* Start SOURCE EXTRACT *

On April 29, 2026, CISA, the Department of War, DOE, FBI, and Department of State published Adapting Zero Trust Principles to Operational Technology. Three things stand out for on-premise OT teams. First, the agencies endorse agentless enforcement at the network layer for the many legacy assets that can't run software clients. Second, microsegmentation is the recommended way to separate control systems from safety systems. Third, the document is blunt about air-gapping: it isn't a security control on its own, and treating it as one creates a false sense of safety.
This post walks through what each finding means in practice, where Access Gate fits, and what to check in your own environment over the next 30 days.

* End SOURCE EXTRACT *
* Start ENTRIES PROVIDED *

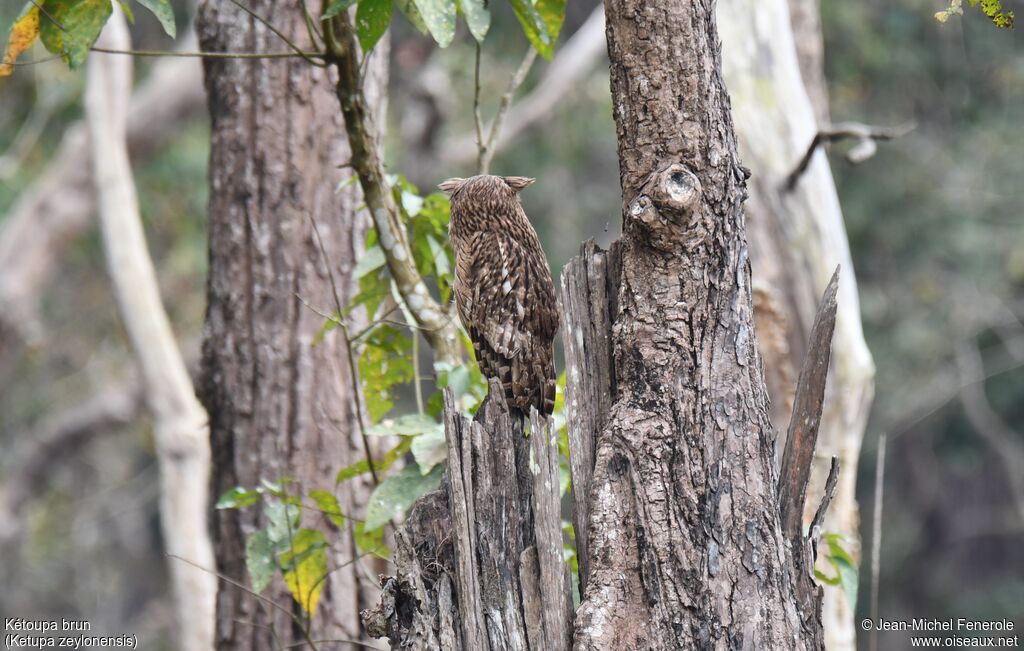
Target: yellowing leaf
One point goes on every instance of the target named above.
(75, 27)
(304, 567)
(23, 35)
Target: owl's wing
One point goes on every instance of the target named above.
(512, 317)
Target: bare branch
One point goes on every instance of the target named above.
(574, 59)
(486, 149)
(438, 328)
(803, 434)
(867, 137)
(826, 497)
(309, 56)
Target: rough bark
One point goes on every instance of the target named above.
(278, 405)
(479, 563)
(179, 423)
(772, 67)
(685, 548)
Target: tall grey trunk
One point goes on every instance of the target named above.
(278, 405)
(772, 59)
(679, 524)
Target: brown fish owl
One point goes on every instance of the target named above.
(503, 289)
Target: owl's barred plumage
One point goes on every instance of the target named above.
(503, 289)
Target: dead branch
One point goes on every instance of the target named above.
(180, 424)
(499, 509)
(803, 433)
(814, 533)
(574, 59)
(867, 137)
(795, 472)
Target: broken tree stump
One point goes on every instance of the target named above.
(479, 561)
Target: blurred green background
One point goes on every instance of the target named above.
(934, 221)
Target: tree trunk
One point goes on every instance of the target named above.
(679, 524)
(279, 406)
(684, 543)
(479, 563)
(797, 240)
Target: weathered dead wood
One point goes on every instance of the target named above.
(803, 433)
(479, 563)
(587, 300)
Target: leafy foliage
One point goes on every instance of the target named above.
(397, 492)
(23, 35)
(304, 567)
(384, 363)
(298, 553)
(372, 18)
(70, 28)
(541, 19)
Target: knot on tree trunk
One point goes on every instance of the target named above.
(479, 562)
(665, 205)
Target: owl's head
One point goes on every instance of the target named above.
(484, 186)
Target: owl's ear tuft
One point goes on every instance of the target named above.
(517, 182)
(452, 184)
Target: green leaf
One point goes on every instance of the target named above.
(385, 362)
(260, 560)
(238, 497)
(534, 27)
(337, 7)
(849, 577)
(409, 425)
(477, 17)
(283, 520)
(127, 9)
(429, 448)
(553, 14)
(304, 566)
(439, 16)
(363, 467)
(164, 12)
(82, 22)
(372, 18)
(328, 503)
(396, 493)
(408, 7)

* End ENTRIES PROVIDED *

_TASKS FOR THIS EXERCISE_.
1/ Set down the words of the zero trust passage, starting with "On April 29, 2026, CISA, the" and going on through "next 30 days.".
2/ According to the zero trust passage, what is the recommended way to separate control systems from safety systems?
The listing is separate material and has no connection to the zero trust passage.

_ANSWERS FOR THE TASKS_.
1/
On April 29, 2026, CISA, the Department of War, DOE, FBI, and Department of State published Adapting Zero Trust Principles to Operational Technology. Three things stand out for on-premise OT teams. First, the agencies endorse agentless enforcement at the network layer for the many legacy assets that can't run software clients. Second, microsegmentation is the recommended way to separate control systems from safety systems. Third, the document is blunt about air-gapping: it isn't a security control on its own, and treating it as one creates a false sense of safety.
This post walks through what each finding means in practice, where Access Gate fits, and what to check in your own environment over the next 30 days.

2/ Microsegmentation.